Location identification items:
------------------------------

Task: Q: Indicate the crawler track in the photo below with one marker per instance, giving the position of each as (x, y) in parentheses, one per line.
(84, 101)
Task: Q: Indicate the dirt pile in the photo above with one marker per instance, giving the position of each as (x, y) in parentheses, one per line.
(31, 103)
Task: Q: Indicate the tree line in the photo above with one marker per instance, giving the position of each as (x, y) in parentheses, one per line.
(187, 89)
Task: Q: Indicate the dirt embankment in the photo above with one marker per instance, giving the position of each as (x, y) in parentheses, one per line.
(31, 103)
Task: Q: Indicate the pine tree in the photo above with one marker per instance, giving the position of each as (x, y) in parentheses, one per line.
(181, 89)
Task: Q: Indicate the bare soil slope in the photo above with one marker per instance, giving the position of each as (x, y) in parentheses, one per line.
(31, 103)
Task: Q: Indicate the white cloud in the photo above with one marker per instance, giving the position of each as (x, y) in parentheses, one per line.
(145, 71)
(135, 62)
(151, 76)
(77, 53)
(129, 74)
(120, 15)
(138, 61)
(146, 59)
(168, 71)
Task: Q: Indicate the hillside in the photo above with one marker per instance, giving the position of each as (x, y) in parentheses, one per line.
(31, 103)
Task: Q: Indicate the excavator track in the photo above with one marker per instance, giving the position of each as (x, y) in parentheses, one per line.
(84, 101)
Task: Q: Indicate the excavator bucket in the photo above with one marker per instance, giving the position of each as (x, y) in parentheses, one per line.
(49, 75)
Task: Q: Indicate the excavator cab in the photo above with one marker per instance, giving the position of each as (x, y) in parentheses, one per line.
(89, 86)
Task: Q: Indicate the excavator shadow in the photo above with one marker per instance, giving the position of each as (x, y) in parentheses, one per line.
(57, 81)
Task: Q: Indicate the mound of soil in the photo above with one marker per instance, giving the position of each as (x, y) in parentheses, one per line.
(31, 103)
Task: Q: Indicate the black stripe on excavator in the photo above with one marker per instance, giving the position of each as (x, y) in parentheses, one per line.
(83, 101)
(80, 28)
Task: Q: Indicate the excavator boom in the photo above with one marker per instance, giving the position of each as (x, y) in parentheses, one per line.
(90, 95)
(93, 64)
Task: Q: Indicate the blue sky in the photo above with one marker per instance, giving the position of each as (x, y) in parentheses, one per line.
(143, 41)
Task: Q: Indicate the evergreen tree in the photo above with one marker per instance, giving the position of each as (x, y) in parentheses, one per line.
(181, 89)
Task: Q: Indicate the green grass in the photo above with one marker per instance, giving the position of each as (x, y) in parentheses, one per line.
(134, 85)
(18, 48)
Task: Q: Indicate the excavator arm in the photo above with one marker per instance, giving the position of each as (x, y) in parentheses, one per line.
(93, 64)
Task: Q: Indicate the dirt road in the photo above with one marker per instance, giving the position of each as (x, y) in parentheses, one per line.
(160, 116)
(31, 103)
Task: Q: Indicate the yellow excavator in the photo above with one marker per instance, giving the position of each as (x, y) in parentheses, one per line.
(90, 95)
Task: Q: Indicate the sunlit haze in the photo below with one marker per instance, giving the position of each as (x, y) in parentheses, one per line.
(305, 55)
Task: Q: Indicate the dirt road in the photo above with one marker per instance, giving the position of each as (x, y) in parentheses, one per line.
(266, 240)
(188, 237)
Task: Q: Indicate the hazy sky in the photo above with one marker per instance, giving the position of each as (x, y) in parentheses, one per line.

------------------------------

WHAT IS ASKED: Write out the full listing, keeping every line exactly as it is.

THE SOLUTION:
Task: Q: Indicate the crawler track in the photo below with one marker per instance, giving the position of each as (x, y) in parentheses, one per line.
(84, 101)
Task: Q: Indicate the dirt pile in the photo above with one marker per instance, giving the position of each as (x, y) in parentheses, one per line.
(31, 103)
Task: Q: Indicate the tree line in the photo above with one marker per instance, giving the position of each as (x, y) in parentheses, one per line.
(187, 89)
Task: Q: Indicate the dirt embankment in the photo above with one marker per instance, giving the position of each as (x, y) in parentheses, one per line.
(31, 103)
Task: Q: Indicate the pine tree in the photo above with one marker per instance, giving the position of each as (x, y) in parentheses, one per line.
(181, 89)
Task: Q: Indicate the bare soil slope in the photo above with one marker per instance, giving the position of each as (x, y) in parentheses, one per line.
(31, 103)
Task: Q: Indicate the white cloud in the photo above with one marker per instance, giving the position of each as (x, y) in parentheses, one per line.
(145, 71)
(135, 62)
(151, 76)
(77, 53)
(129, 74)
(120, 15)
(138, 61)
(146, 59)
(168, 71)
Task: Q: Indicate the hillside in the photo above with one marker per instance, giving the position of each as (x, y) in parentheses, one per line.
(31, 103)
Task: Q: Indicate the excavator track in the photo above with one marker per instance, giving the position of each as (x, y) in parentheses, one per line.
(84, 101)
Task: Q: Indicate the excavator bucket in the photo above with one marker per instance, giving the position of each as (x, y) in parentheses, one per line.
(49, 75)
Task: Q: Indicate the excavator cab in the photo above with one marker per instance, giving the position of each as (x, y) in parentheses, one per line.
(89, 86)
Task: Q: Indicate the excavator shadow in the photo above with one marker per instance, giving the position of each as (x, y) in parentheses, one per line.
(57, 81)
Task: Q: Indicate the mound of soil in the photo above with one marker per instance, giving the position of each as (x, y) in parentheses, one per line.
(31, 103)
Task: Q: Indicate the black stripe on excavator in the photo above with one marker per instance, giving the position of each as (x, y) in parentheses, one per line.
(83, 101)
(80, 28)
Task: Q: Indicate the excavator boom in the photo above with one marker per instance, giving the position of each as (x, y) in parentheses, one per line.
(90, 95)
(93, 64)
Task: Q: Indicate the blue sky in the photo above with one marker per instance, giving the position of each as (x, y) in parentheses, one per line.
(143, 41)
Task: Q: Indicate the evergreen tree in the photo above with one marker per instance, giving the position of each as (x, y) in parentheses, one per line.
(181, 89)
Task: Q: Indicate the green grass in the photo above with one marker per instance, giving the position of each as (x, y) in parentheses, one per line.
(134, 85)
(18, 48)
Task: Q: Indicate the excavator arm in the photo above with one marker per instance, giving the position of each as (x, y) in parentheses, one per line.
(93, 64)
Task: Q: Indicate the dirt road in the photo above with one marker per instance, giving the position of each as (x, y) in parentheses, one per line.
(160, 116)
(31, 103)
Task: Q: Indicate the yellow excavator in the photo above with one marker per instance, giving the position of each as (x, y) in parentheses, one per line.
(90, 95)
Task: Q: Indicate the sunlit haze in the photo below with one marker per instance, giving the position of each as (x, y) in parentheses, one per line.
(305, 55)
Task: Q: Indicate the dirt road in the photo above with one marker per instance, giving the position of each as (x, y) in parentheses, one per line.
(266, 240)
(188, 237)
Task: Q: Indicate the hazy sky in the photo above with one marker per instance, giving the position of each as (x, y) in parentheses, one per line.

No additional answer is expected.